Entries
-- BEGIN --

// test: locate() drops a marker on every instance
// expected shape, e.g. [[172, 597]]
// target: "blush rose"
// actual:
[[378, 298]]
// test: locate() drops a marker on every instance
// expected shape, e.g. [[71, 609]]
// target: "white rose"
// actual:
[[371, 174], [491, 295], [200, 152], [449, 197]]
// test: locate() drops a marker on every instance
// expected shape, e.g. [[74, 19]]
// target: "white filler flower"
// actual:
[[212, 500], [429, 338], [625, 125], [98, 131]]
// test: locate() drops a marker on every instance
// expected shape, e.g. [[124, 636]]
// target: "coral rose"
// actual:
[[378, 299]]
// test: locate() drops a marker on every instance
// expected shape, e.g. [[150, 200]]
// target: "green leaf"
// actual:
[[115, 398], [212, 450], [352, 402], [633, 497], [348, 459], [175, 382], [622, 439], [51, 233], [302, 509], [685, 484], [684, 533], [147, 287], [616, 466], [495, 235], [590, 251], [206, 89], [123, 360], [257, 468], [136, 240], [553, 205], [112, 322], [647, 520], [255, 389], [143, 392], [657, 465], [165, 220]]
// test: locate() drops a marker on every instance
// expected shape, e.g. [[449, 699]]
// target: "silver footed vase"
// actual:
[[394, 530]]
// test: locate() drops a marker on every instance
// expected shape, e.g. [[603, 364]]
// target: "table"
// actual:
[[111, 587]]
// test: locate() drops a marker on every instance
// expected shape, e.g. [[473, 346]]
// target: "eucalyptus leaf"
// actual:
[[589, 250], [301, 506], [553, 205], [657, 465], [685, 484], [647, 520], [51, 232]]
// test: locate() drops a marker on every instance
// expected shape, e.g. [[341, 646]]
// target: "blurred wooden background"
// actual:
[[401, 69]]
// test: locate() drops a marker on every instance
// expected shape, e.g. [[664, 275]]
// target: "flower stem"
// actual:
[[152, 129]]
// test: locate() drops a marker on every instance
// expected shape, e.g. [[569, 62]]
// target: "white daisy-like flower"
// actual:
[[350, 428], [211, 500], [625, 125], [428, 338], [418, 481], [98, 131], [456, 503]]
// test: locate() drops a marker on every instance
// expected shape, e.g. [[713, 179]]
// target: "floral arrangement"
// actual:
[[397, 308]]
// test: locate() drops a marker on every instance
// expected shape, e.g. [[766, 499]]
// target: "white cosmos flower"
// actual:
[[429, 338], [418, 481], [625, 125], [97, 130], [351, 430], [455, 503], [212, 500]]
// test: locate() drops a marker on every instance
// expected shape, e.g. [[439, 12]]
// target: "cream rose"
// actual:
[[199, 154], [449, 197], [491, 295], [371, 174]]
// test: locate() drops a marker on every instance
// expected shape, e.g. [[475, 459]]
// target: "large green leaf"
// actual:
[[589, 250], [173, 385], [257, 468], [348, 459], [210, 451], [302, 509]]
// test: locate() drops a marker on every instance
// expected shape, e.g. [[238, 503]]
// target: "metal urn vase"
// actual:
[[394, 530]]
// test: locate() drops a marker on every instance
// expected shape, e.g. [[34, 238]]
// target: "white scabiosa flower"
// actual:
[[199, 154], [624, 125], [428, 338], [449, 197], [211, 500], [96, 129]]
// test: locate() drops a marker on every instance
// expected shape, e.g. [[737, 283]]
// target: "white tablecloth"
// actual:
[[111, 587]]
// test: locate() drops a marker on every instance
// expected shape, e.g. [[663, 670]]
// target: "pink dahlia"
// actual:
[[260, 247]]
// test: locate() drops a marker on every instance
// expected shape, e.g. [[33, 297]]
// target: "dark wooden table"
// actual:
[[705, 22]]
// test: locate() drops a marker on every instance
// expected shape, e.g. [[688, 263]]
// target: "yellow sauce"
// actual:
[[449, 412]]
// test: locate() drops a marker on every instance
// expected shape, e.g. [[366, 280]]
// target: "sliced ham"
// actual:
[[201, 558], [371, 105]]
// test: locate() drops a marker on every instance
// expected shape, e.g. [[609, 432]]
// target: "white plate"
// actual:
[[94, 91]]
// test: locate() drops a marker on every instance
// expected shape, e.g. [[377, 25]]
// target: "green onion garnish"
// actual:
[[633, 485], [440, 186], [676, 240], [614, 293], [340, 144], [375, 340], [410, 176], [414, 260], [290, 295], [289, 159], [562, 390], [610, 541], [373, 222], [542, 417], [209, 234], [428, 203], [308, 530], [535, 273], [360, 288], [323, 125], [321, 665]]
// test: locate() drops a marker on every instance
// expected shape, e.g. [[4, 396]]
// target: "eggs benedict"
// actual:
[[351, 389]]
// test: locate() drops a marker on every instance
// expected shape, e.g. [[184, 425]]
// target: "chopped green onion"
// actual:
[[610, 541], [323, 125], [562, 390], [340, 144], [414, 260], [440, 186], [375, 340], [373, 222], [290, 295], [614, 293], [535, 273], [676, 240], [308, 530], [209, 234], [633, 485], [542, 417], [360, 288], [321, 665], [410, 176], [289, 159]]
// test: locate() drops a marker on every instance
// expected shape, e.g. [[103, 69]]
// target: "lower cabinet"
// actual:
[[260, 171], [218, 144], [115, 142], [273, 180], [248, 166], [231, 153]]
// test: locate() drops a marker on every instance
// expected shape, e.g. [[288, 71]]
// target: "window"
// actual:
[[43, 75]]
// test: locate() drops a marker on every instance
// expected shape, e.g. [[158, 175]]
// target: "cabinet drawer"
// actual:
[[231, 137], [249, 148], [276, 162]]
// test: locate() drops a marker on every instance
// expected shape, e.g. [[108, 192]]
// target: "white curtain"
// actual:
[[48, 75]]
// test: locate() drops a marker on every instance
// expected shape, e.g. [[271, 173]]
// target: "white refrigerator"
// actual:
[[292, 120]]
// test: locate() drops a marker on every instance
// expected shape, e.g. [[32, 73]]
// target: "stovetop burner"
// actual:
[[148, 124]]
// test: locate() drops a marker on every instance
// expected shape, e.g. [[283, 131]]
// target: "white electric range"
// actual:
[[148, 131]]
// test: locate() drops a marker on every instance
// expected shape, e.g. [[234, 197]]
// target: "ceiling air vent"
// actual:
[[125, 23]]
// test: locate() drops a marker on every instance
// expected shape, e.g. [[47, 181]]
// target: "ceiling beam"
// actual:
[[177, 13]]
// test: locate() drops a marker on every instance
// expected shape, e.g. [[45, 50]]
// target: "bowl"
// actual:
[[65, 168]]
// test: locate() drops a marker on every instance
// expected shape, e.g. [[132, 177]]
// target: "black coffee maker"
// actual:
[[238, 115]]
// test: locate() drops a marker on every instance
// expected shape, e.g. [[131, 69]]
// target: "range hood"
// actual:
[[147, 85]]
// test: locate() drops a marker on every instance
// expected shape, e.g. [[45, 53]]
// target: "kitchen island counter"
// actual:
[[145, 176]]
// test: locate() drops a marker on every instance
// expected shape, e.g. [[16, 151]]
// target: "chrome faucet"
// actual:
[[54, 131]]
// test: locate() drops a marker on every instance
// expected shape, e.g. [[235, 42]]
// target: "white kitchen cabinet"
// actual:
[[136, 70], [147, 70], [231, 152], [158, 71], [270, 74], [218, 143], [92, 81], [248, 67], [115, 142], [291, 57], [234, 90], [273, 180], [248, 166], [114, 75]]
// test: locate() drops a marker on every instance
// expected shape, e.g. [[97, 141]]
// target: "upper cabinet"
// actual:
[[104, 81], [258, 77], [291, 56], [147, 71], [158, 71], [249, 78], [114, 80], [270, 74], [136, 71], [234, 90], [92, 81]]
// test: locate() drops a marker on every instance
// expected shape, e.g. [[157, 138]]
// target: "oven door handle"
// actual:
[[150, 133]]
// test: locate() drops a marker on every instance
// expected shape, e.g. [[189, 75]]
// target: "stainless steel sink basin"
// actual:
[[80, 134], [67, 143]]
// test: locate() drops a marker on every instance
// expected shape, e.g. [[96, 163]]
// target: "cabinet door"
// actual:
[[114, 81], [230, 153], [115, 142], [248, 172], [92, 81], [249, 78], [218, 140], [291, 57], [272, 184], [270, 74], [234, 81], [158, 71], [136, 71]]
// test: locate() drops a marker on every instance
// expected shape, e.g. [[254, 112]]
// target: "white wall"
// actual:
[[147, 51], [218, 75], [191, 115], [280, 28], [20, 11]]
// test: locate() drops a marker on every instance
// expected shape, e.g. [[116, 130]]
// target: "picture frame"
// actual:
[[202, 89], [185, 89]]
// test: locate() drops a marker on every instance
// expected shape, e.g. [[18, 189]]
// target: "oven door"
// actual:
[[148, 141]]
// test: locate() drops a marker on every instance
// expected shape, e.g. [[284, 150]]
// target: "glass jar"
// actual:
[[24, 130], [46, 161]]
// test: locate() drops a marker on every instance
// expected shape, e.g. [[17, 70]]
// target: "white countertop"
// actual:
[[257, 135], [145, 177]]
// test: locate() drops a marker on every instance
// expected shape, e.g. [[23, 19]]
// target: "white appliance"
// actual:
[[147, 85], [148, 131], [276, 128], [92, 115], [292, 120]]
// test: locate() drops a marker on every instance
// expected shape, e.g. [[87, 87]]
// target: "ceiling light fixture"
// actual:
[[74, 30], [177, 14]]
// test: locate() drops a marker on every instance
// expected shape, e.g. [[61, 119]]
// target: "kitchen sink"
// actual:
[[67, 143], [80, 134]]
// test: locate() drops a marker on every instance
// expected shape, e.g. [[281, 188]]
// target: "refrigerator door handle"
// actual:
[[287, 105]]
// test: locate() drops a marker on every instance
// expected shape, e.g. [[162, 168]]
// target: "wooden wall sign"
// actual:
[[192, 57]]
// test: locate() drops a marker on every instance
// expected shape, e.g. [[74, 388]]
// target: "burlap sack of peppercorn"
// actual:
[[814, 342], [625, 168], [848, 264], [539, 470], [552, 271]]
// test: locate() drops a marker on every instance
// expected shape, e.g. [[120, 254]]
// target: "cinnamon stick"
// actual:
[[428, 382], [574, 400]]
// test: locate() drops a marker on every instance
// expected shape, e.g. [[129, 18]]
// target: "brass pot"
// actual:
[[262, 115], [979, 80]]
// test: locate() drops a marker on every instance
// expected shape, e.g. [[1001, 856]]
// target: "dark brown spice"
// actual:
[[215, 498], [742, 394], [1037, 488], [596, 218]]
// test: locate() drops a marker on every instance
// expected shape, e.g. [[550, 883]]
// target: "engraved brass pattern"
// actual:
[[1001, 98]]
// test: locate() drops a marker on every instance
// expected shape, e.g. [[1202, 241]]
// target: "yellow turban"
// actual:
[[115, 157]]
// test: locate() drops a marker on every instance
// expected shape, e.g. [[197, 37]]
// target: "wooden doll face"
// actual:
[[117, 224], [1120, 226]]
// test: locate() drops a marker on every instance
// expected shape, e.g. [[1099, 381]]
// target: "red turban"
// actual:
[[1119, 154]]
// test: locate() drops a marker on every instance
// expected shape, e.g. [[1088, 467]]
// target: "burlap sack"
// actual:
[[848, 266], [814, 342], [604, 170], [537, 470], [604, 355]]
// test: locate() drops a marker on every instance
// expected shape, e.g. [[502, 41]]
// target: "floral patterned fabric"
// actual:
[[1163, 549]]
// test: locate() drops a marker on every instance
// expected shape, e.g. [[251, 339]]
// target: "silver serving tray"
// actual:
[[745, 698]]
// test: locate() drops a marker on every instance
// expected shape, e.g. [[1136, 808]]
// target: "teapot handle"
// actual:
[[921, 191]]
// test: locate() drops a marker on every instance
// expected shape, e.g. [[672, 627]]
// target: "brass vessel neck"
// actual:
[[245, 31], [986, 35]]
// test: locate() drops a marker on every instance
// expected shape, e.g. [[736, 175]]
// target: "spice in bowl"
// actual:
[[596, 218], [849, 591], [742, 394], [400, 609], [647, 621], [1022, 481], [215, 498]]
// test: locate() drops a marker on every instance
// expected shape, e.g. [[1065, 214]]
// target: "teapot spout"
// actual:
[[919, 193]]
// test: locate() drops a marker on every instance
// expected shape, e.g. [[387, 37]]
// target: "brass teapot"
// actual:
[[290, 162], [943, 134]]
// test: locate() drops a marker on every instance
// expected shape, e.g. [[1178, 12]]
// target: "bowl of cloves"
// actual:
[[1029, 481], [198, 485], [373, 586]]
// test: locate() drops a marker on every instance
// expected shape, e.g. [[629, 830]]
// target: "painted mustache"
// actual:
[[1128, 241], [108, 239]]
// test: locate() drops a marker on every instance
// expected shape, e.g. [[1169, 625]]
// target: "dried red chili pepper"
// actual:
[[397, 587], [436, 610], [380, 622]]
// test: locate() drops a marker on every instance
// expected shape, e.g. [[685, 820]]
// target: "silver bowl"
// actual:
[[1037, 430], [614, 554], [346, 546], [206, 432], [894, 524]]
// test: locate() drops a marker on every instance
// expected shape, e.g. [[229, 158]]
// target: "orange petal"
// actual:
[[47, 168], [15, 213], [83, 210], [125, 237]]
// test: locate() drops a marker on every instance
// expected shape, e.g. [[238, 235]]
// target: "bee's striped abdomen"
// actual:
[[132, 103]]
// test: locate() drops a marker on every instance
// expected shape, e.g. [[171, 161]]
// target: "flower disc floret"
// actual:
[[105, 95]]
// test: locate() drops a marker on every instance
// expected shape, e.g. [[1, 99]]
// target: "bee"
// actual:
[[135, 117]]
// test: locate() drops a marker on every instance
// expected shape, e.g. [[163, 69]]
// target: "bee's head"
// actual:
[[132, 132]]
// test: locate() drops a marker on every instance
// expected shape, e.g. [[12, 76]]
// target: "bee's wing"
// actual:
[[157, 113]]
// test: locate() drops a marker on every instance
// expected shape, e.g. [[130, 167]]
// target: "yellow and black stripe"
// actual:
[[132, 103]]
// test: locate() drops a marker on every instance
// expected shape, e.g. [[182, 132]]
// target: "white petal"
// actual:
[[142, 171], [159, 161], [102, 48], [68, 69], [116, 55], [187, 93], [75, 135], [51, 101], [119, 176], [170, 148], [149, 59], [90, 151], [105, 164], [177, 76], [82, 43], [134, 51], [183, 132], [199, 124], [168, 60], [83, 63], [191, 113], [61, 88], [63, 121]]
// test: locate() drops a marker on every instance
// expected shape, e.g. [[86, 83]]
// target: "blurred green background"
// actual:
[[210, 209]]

-- END --

Your objective
Format everything from the first line of the rows down through the line containing "[[378, 299]]", inclusive, as a numbered list, omitting any blank lines.

Solution
1. // test: locate() drops a marker on every instance
2. // expected shape, e.g. [[172, 597]]
3. // target: "blush rose"
4. // actual:
5. [[378, 298]]
6. // test: locate() drops a marker on every instance
7. // expected shape, e.g. [[71, 609]]
8. // target: "white rose"
9. // actual:
10. [[371, 174], [491, 295], [200, 152], [449, 197]]
11. // test: locate() drops a marker on every instance
12. // expected shape, e.g. [[74, 19]]
13. // target: "white filler flower"
14. // actual:
15. [[212, 500], [429, 338], [625, 125], [98, 131]]
16. // test: locate() drops a marker on every instance
17. // expected shape, e.g. [[124, 636]]
18. // target: "coral rose"
19. // actual:
20. [[378, 299]]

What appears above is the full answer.